▸ Task objective
Retype, word for word, every line from the one holding "column 524, row 286" through the one holding "column 616, row 313" in the entries below, both included, and only those lines.

Saved entries
○ ○ ○ ○ ○ ○ ○

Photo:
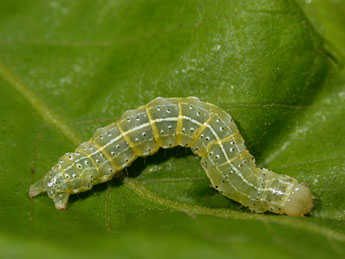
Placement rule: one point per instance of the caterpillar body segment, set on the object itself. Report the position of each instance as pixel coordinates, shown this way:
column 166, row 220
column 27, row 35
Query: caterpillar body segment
column 165, row 123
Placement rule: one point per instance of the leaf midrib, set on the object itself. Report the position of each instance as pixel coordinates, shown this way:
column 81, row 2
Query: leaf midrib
column 51, row 117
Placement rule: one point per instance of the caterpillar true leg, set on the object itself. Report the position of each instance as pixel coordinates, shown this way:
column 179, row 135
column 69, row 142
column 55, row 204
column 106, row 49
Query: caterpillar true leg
column 168, row 122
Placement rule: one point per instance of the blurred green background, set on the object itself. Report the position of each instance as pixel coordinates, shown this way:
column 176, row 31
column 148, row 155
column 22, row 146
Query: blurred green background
column 69, row 67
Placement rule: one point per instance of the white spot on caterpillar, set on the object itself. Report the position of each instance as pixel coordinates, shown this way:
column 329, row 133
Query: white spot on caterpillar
column 231, row 169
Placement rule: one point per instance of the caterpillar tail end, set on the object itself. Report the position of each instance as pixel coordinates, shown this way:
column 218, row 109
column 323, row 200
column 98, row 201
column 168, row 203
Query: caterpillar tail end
column 36, row 188
column 300, row 201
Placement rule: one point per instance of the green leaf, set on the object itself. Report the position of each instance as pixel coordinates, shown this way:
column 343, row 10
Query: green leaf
column 69, row 67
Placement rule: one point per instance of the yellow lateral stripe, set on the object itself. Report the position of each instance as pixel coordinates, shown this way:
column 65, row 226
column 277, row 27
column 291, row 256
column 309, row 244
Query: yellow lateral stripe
column 130, row 143
column 154, row 128
column 202, row 128
column 226, row 139
column 89, row 157
column 179, row 123
column 99, row 148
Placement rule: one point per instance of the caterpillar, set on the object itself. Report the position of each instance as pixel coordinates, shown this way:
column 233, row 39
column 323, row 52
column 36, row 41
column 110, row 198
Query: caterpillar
column 208, row 130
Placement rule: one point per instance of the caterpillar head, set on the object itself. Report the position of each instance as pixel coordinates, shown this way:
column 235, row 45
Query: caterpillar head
column 56, row 187
column 300, row 201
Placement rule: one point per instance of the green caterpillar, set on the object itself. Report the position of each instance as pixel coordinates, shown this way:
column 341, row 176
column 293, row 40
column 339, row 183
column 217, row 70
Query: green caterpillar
column 168, row 122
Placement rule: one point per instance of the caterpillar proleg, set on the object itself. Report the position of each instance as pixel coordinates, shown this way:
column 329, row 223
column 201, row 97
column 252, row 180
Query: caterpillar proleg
column 209, row 131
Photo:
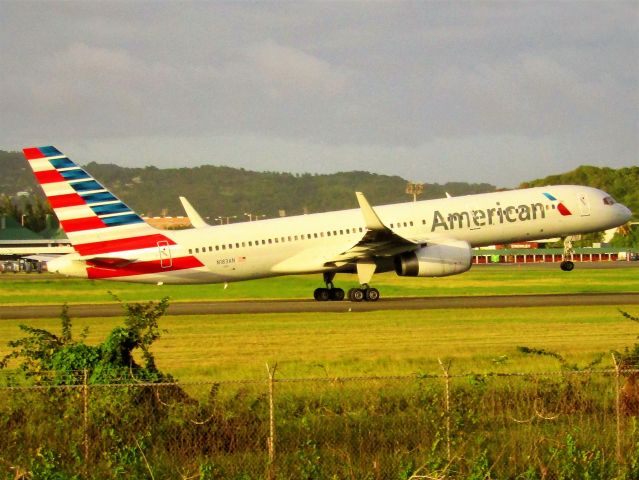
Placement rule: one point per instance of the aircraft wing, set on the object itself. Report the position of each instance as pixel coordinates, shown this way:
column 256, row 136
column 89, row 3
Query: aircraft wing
column 378, row 241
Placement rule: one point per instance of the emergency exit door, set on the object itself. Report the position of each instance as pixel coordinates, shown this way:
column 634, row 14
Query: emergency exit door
column 165, row 254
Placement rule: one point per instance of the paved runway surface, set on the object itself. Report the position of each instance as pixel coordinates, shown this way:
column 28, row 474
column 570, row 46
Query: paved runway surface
column 299, row 306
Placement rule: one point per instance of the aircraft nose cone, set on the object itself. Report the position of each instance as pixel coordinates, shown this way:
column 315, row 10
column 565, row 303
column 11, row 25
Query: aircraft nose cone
column 625, row 213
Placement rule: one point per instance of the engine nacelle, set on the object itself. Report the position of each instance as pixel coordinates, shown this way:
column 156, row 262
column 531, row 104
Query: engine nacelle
column 437, row 260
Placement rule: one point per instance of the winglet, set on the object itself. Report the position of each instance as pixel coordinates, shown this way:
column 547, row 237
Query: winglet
column 194, row 217
column 370, row 217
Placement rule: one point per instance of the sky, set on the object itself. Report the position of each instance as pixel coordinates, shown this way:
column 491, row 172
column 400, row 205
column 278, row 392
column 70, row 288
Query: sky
column 497, row 92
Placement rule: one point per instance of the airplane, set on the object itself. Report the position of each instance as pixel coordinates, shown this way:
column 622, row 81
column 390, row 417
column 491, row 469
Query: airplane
column 429, row 238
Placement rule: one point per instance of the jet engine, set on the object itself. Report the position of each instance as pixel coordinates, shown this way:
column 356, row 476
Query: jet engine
column 435, row 260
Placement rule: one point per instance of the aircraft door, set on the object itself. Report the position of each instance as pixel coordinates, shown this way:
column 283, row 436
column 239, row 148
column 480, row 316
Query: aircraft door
column 584, row 205
column 165, row 254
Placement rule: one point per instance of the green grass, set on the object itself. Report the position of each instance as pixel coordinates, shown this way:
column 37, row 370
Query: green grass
column 492, row 280
column 219, row 347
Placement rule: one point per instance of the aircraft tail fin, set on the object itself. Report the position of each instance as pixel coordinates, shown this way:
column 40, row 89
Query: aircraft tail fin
column 93, row 218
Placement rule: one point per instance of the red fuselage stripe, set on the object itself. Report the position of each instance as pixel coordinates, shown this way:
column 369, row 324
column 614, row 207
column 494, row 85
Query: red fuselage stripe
column 143, row 268
column 122, row 244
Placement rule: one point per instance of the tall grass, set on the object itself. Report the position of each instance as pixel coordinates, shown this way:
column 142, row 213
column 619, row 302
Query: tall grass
column 533, row 426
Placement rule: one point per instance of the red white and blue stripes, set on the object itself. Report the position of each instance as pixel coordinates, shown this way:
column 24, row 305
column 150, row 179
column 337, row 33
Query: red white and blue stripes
column 79, row 201
column 99, row 225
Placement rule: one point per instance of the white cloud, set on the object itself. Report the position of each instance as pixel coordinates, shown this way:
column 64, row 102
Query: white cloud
column 329, row 86
column 282, row 70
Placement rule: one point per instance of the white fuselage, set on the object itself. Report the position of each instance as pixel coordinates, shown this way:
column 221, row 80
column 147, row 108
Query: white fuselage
column 313, row 243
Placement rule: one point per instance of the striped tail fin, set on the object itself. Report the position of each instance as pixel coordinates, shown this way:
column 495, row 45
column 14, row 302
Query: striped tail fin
column 94, row 219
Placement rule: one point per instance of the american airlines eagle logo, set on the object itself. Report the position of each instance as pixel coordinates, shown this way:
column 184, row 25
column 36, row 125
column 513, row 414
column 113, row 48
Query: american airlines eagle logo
column 560, row 206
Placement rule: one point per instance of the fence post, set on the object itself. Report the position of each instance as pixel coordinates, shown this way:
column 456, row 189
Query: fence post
column 618, row 404
column 446, row 369
column 85, row 395
column 271, row 438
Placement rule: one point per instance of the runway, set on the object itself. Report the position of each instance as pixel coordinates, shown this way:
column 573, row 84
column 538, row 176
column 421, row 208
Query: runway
column 310, row 306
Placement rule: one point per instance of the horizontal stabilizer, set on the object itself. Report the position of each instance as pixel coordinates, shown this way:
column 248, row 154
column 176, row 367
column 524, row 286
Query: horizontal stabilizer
column 194, row 217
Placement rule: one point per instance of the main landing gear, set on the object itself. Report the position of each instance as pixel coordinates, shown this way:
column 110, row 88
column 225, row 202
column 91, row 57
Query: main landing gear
column 330, row 292
column 365, row 293
column 567, row 265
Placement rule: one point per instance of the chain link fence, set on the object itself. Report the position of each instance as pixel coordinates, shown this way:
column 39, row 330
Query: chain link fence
column 579, row 424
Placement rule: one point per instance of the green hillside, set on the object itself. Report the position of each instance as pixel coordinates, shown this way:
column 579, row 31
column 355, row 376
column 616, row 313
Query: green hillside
column 225, row 191
column 216, row 191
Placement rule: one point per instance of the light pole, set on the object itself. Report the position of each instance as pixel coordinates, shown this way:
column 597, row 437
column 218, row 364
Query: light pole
column 254, row 216
column 414, row 189
column 228, row 219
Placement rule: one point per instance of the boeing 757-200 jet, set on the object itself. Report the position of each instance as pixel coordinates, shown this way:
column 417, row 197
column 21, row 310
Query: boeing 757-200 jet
column 429, row 238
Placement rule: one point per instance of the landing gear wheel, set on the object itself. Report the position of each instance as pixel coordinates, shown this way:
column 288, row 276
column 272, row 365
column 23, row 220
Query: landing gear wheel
column 356, row 295
column 322, row 294
column 371, row 294
column 336, row 294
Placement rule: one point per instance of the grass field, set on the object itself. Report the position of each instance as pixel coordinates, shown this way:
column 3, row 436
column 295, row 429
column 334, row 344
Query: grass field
column 350, row 343
column 364, row 428
column 483, row 280
column 219, row 347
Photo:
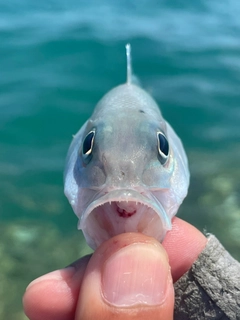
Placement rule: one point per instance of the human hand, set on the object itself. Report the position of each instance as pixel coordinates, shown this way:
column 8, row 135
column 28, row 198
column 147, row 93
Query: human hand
column 128, row 277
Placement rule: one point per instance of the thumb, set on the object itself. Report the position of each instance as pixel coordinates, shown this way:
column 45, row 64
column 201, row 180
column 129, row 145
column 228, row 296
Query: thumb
column 128, row 277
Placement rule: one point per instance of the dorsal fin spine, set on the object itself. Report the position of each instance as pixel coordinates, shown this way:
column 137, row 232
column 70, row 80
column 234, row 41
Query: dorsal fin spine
column 129, row 63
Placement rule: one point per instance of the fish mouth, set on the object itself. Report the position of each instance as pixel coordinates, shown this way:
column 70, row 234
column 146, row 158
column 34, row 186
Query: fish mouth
column 120, row 211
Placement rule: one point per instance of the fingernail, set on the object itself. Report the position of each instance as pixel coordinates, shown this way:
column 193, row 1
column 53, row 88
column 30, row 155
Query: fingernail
column 136, row 274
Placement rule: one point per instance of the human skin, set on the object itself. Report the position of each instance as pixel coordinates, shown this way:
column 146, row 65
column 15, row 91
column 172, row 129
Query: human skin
column 129, row 276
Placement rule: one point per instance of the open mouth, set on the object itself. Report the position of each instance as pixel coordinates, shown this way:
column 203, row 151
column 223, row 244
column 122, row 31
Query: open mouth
column 121, row 211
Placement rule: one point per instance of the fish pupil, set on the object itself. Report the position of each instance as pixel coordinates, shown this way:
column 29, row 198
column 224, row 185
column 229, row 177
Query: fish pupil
column 88, row 143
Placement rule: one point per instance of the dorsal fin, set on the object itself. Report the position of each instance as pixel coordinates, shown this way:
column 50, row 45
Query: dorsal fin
column 129, row 63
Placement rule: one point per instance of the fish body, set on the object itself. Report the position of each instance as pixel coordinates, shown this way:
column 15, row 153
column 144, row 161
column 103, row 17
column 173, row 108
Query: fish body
column 126, row 169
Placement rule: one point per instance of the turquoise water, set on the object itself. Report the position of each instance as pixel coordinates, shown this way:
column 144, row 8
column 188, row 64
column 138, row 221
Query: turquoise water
column 57, row 58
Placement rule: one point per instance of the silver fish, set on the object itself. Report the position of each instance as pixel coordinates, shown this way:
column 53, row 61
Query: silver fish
column 126, row 168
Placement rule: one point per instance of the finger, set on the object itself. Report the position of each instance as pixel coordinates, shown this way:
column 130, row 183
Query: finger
column 128, row 277
column 54, row 295
column 183, row 244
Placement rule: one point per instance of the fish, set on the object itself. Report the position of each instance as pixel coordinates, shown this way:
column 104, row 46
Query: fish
column 126, row 168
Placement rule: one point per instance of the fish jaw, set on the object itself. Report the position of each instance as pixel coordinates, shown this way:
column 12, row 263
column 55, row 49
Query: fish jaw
column 120, row 211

○ ○ ○ ○ ○ ○ ○

▸ Reply to the task
column 524, row 286
Query: horizontal stabilizer
column 194, row 217
Placement rule: one point per instance of the main landing gear, set on the object itself. Report the position of each instance as pixel coordinates, shown this way:
column 110, row 88
column 225, row 202
column 91, row 57
Query: main landing gear
column 330, row 292
column 365, row 293
column 567, row 265
Placement rule: one point per instance of the chain link fence, set on the object itself. Report the position of each instance as pixel coordinates, shown this way:
column 39, row 330
Query: chain link fence
column 579, row 424
Placement rule: one point per instance of the green hillside, set on the object itself. Report the position of each instance as pixel coordinates, shown this way:
column 579, row 31
column 355, row 376
column 616, row 313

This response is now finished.